▶ [Exercise description]:
Copy out everything in the entries from the line containing "Exercise. Put one point on each instance of the glass" down to the line containing "point(202, 720)", with both of those lines included, reproducing each line without any change.

===== Record extracts =====

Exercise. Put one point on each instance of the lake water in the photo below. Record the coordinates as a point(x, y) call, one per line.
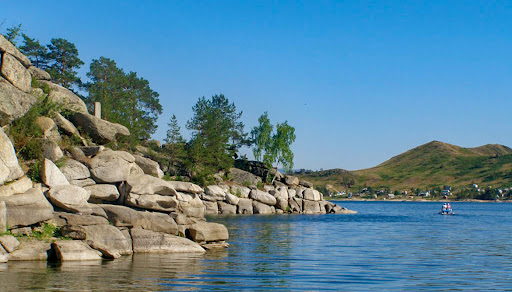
point(387, 246)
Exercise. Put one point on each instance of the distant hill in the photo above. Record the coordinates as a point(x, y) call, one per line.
point(429, 165)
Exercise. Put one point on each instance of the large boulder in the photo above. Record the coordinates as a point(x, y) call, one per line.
point(263, 197)
point(243, 177)
point(65, 97)
point(74, 170)
point(99, 130)
point(186, 187)
point(152, 202)
point(109, 236)
point(149, 166)
point(70, 198)
point(208, 232)
point(15, 72)
point(145, 241)
point(214, 193)
point(109, 167)
point(103, 192)
point(27, 209)
point(144, 184)
point(31, 250)
point(14, 103)
point(39, 74)
point(245, 206)
point(7, 47)
point(16, 187)
point(74, 250)
point(52, 176)
point(260, 208)
point(9, 168)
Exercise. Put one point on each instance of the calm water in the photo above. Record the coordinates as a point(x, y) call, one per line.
point(387, 246)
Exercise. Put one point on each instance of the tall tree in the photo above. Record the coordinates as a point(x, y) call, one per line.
point(63, 61)
point(217, 134)
point(274, 147)
point(261, 136)
point(12, 33)
point(125, 98)
point(36, 52)
point(174, 147)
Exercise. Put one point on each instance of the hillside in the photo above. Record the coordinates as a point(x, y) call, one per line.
point(429, 165)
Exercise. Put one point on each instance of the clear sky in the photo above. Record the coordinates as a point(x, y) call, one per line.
point(361, 81)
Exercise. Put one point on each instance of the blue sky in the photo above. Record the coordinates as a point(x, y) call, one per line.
point(361, 81)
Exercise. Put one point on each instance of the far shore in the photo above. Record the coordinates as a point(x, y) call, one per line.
point(414, 200)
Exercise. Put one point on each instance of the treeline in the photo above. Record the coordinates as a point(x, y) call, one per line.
point(217, 132)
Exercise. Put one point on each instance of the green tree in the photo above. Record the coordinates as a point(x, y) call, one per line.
point(36, 52)
point(125, 98)
point(261, 136)
point(274, 147)
point(63, 60)
point(174, 147)
point(217, 134)
point(12, 33)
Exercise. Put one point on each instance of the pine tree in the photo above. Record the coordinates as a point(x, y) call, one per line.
point(63, 61)
point(125, 98)
point(36, 52)
point(175, 147)
point(217, 134)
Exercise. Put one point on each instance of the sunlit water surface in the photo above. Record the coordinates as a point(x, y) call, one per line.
point(387, 246)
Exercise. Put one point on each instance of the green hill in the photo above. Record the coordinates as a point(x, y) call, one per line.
point(429, 165)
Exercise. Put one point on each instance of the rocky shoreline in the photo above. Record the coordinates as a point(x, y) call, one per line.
point(95, 202)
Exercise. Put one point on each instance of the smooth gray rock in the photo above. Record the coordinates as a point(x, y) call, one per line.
point(311, 207)
point(51, 150)
point(144, 184)
point(145, 241)
point(27, 209)
point(263, 197)
point(14, 103)
point(39, 74)
point(243, 177)
point(225, 208)
point(211, 208)
point(80, 220)
point(108, 167)
point(74, 250)
point(260, 208)
point(14, 72)
point(232, 199)
point(74, 170)
point(208, 232)
point(52, 176)
point(100, 131)
point(6, 46)
point(16, 187)
point(70, 198)
point(65, 97)
point(103, 192)
point(193, 207)
point(152, 202)
point(245, 206)
point(109, 236)
point(9, 168)
point(31, 250)
point(240, 191)
point(149, 166)
point(186, 187)
point(9, 243)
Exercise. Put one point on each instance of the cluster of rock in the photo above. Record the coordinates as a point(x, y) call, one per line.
point(112, 203)
point(287, 194)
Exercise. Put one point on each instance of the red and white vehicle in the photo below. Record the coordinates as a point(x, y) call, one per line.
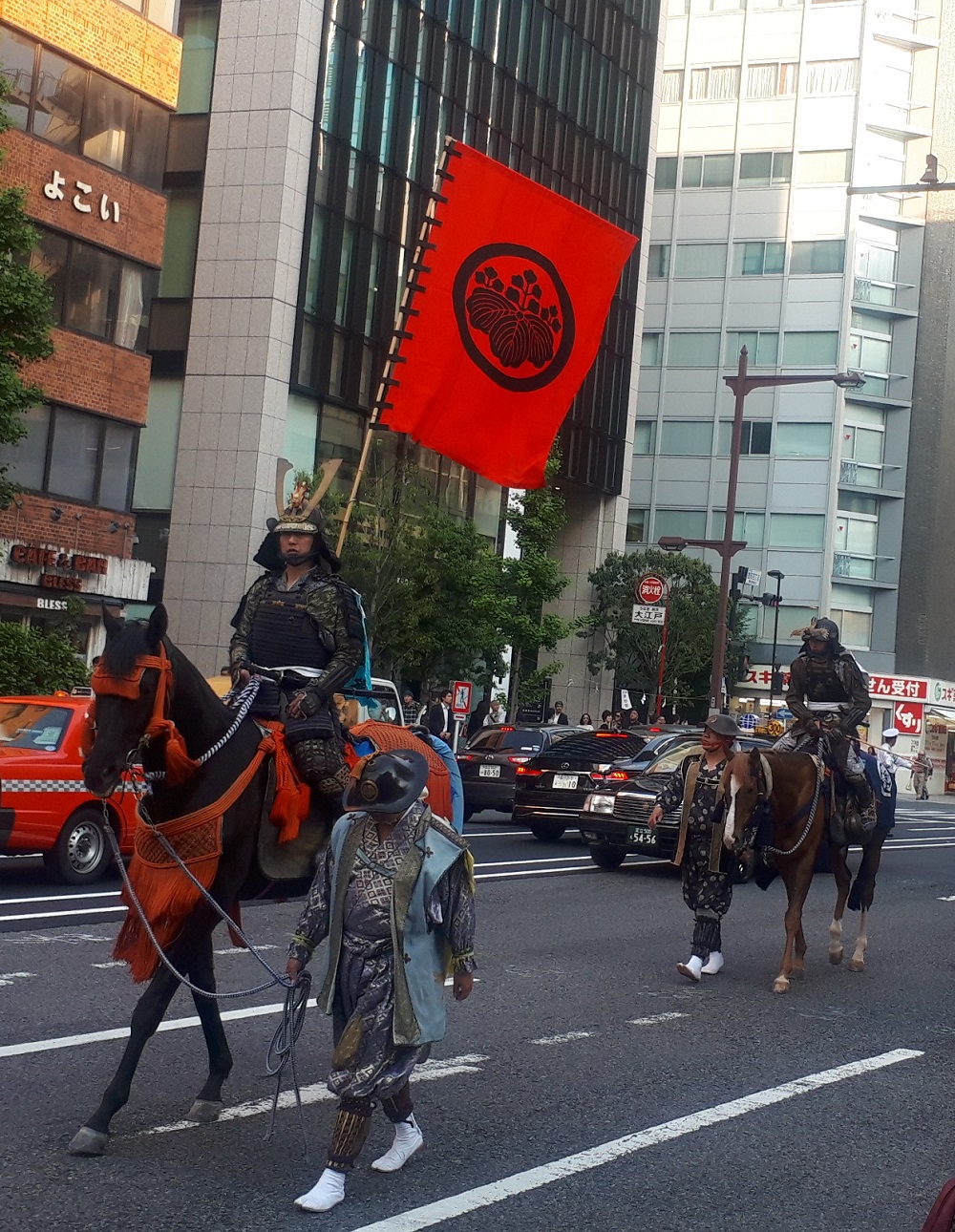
point(45, 807)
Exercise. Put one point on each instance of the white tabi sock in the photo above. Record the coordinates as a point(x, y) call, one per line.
point(408, 1138)
point(327, 1192)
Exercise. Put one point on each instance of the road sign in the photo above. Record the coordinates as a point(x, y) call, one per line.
point(649, 589)
point(648, 614)
point(461, 697)
point(908, 717)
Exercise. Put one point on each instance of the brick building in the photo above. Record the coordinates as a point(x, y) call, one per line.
point(93, 84)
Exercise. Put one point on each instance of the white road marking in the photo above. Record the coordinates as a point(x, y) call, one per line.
point(560, 1169)
point(654, 1018)
point(317, 1093)
point(8, 977)
point(567, 1037)
point(122, 1032)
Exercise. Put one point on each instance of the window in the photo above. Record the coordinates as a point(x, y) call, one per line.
point(817, 256)
point(797, 530)
point(700, 262)
point(755, 438)
point(96, 292)
point(764, 170)
point(803, 440)
point(650, 350)
point(772, 80)
point(687, 522)
point(708, 171)
point(810, 348)
point(688, 436)
point(75, 455)
point(759, 256)
point(747, 526)
point(823, 166)
point(762, 347)
point(83, 113)
point(673, 85)
point(659, 262)
point(666, 174)
point(832, 76)
point(645, 435)
point(637, 522)
point(718, 84)
point(694, 350)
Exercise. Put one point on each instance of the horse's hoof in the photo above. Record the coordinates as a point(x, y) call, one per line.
point(89, 1142)
point(204, 1110)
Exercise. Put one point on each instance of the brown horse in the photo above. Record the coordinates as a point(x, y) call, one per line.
point(798, 801)
point(200, 718)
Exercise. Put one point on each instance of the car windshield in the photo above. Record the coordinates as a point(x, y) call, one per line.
point(32, 726)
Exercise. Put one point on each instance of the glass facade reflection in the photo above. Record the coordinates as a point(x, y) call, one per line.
point(560, 92)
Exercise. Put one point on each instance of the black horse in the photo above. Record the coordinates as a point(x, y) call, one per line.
point(202, 720)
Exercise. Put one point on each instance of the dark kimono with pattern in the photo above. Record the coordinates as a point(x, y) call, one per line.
point(705, 891)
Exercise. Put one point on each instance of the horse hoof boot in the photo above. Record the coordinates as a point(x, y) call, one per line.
point(88, 1142)
point(204, 1110)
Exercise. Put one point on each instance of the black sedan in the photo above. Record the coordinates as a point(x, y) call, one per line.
point(614, 823)
point(551, 787)
point(491, 757)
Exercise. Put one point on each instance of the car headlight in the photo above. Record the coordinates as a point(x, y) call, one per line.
point(598, 803)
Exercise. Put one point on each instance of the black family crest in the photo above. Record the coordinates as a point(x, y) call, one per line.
point(514, 315)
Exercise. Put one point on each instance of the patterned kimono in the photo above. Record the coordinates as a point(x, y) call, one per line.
point(368, 1063)
point(707, 891)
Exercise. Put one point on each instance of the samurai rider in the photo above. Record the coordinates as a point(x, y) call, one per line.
point(828, 693)
point(394, 896)
point(300, 614)
point(708, 886)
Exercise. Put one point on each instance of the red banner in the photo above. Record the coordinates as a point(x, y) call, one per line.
point(506, 318)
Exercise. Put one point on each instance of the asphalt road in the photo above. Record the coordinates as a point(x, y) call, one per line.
point(583, 1086)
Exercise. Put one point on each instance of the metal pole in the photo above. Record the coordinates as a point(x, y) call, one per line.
point(775, 640)
point(663, 653)
point(726, 549)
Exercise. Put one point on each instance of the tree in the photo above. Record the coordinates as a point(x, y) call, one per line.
point(632, 650)
point(25, 318)
point(530, 582)
point(37, 662)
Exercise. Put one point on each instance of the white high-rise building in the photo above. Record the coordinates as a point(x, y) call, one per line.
point(769, 114)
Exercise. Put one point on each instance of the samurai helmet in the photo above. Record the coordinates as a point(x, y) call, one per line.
point(300, 515)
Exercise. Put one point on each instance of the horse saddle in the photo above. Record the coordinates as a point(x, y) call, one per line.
point(296, 859)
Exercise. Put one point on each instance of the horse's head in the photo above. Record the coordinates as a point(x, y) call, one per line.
point(743, 787)
point(127, 697)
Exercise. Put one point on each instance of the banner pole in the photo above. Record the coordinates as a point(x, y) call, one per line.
point(399, 332)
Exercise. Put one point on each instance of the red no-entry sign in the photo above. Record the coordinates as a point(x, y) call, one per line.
point(649, 589)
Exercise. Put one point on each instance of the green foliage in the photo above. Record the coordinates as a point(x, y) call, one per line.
point(529, 583)
point(25, 319)
point(37, 662)
point(632, 650)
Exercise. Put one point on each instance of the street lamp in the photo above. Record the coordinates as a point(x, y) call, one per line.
point(742, 385)
point(779, 577)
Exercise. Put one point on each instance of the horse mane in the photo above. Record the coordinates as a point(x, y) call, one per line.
point(122, 650)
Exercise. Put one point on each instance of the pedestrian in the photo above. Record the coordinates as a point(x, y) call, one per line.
point(390, 870)
point(301, 612)
point(440, 720)
point(410, 709)
point(708, 888)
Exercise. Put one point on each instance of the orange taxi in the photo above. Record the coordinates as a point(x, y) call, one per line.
point(45, 807)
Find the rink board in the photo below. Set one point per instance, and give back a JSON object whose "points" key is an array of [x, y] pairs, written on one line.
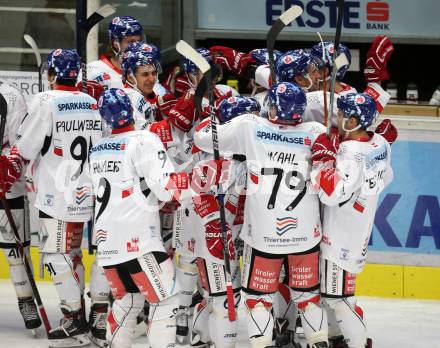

=====

▶ [Answer in full]:
Exercise. Put one point on each instance of the glass facade reflection in the photo above. Record the coordinates as a point(x, y) call, one per line.
point(560, 92)
Exercise. Put one point on each instance of the black horse in the photo above. Record the coordinates as a point(x, y) call, one per line.
point(202, 720)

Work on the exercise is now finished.